**Job**
Reproduce exactly the lines from the one containing "woman's sunglasses, find" through the last line of the data, both ends included.

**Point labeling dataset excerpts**
+ + + + +
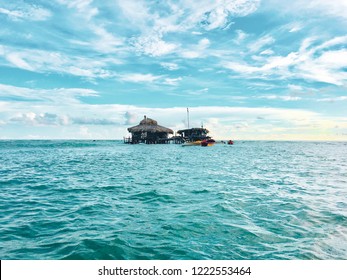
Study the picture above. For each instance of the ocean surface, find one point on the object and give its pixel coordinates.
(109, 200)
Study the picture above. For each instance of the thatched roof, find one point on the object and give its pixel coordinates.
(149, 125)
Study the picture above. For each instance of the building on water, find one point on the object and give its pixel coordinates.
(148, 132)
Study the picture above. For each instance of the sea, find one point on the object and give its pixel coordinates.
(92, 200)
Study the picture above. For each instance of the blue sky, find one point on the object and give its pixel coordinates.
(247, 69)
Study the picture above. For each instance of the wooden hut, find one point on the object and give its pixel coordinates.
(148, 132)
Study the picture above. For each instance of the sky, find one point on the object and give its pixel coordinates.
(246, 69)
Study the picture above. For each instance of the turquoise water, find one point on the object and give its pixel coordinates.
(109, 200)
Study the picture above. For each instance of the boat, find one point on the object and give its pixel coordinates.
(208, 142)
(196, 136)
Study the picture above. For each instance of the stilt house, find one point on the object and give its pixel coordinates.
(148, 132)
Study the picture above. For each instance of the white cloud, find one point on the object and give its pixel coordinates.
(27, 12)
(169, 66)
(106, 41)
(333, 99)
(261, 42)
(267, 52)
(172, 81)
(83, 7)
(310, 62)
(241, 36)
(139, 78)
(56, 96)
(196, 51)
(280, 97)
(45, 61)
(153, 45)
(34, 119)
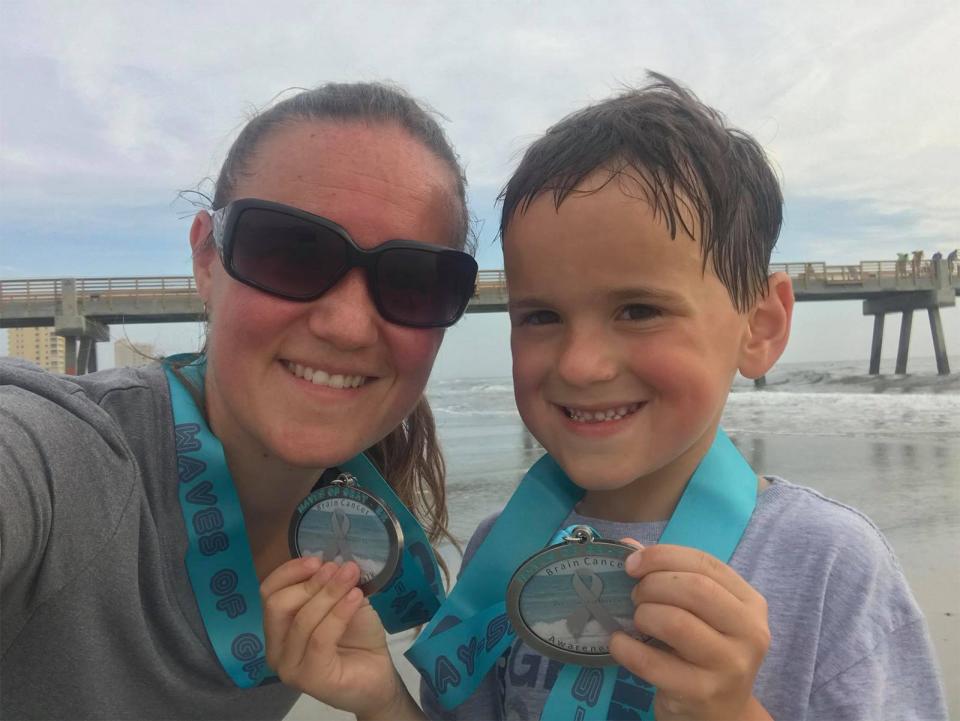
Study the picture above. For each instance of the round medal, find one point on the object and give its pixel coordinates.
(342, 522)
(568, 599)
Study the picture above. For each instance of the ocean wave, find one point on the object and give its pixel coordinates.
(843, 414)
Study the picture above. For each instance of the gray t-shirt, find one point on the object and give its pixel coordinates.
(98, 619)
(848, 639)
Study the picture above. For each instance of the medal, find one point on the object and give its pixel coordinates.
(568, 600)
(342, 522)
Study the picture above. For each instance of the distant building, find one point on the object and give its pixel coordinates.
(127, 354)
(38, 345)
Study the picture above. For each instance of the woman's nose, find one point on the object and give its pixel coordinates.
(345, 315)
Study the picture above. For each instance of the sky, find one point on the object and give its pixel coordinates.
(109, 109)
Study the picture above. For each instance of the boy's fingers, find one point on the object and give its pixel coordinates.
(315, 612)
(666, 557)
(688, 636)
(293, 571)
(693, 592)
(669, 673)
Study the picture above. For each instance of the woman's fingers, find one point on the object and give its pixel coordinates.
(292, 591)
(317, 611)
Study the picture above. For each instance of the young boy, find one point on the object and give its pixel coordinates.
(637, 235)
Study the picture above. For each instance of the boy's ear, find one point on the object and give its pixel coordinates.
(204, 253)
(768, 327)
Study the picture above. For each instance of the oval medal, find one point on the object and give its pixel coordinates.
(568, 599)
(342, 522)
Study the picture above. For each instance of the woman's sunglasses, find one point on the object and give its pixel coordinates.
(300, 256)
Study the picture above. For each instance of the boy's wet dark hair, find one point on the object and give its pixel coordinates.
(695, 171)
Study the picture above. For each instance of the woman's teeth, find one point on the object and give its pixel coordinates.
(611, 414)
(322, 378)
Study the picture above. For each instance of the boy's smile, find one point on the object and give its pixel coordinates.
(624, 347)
+ + + + +
**Full solution**
Study the picture above. For each instance of the woman's sunglasses, find one point on the object and give its pixel coordinates.
(300, 256)
Study the picture above. For each instance of the boy's wet dark hair, find one point on the object and give its pixel coordinates.
(695, 171)
Study the picture above. For each instance of the woman's teeth, find one point on the object and give its pixel coordinates.
(611, 414)
(322, 378)
Study the picture above. For each instance of the boy's smile, find one point on the object and give its pixel coordinates.
(624, 347)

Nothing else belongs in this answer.